-- BEGIN Supplied material --
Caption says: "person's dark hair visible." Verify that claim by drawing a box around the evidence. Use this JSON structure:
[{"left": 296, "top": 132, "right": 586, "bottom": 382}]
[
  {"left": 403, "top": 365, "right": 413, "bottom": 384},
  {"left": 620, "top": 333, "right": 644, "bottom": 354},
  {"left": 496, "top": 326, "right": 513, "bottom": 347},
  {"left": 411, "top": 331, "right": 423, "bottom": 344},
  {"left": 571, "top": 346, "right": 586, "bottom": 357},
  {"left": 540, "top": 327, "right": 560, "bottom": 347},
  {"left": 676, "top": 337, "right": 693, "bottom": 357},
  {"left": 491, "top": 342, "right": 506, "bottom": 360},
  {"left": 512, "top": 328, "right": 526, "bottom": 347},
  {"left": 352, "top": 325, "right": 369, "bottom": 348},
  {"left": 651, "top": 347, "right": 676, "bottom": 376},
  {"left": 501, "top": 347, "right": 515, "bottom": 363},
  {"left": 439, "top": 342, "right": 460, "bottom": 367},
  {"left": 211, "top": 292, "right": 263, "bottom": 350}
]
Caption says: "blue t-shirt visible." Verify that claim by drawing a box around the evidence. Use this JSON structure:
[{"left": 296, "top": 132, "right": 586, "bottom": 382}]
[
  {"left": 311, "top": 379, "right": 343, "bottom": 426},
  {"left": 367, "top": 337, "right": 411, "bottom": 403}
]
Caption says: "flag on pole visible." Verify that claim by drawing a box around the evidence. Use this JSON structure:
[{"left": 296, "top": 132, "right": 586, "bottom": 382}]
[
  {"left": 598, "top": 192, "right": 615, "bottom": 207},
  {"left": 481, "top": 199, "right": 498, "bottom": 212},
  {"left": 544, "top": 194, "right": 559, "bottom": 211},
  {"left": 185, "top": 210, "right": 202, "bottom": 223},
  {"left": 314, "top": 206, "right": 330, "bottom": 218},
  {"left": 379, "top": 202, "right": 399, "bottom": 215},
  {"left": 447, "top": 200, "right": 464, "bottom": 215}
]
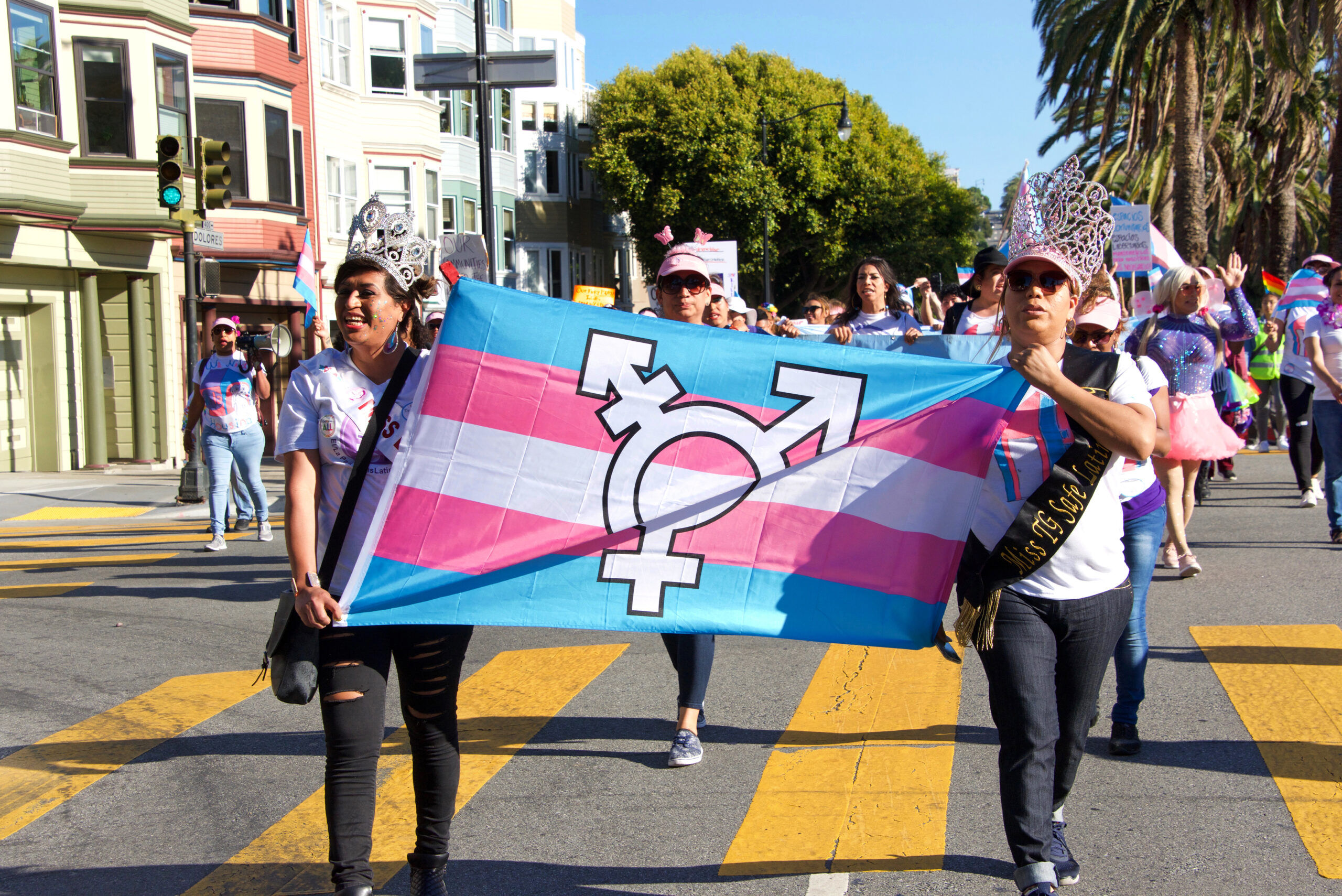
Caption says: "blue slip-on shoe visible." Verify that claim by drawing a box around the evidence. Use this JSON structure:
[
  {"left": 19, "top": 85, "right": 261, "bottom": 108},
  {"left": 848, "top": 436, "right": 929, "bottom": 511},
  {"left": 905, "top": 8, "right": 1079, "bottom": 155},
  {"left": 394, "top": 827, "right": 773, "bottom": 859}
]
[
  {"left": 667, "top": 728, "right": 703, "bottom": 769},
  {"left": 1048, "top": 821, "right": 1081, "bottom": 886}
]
-- END Supplied material --
§ Problem requirements: Report every line above that contains the string "Caption", treating uppercase and lowercase letters as distinct.

§ Response:
Caption says: "person's dark hair visible." Verify that claim by drawing a box around the evidence. Use this JSON structure:
Caption says: "blue t-shirt visible." Verify that claim by drawing a box around the evidence. Use this JSON structure:
Caption says: "flag on pole visible." Verify that claim by drawing a box around the evidence. Use this JSON structure:
Caption says: "blue slip-on shoe visible." Verify that claim by drawing a box around the evidence. Use this JSON structure:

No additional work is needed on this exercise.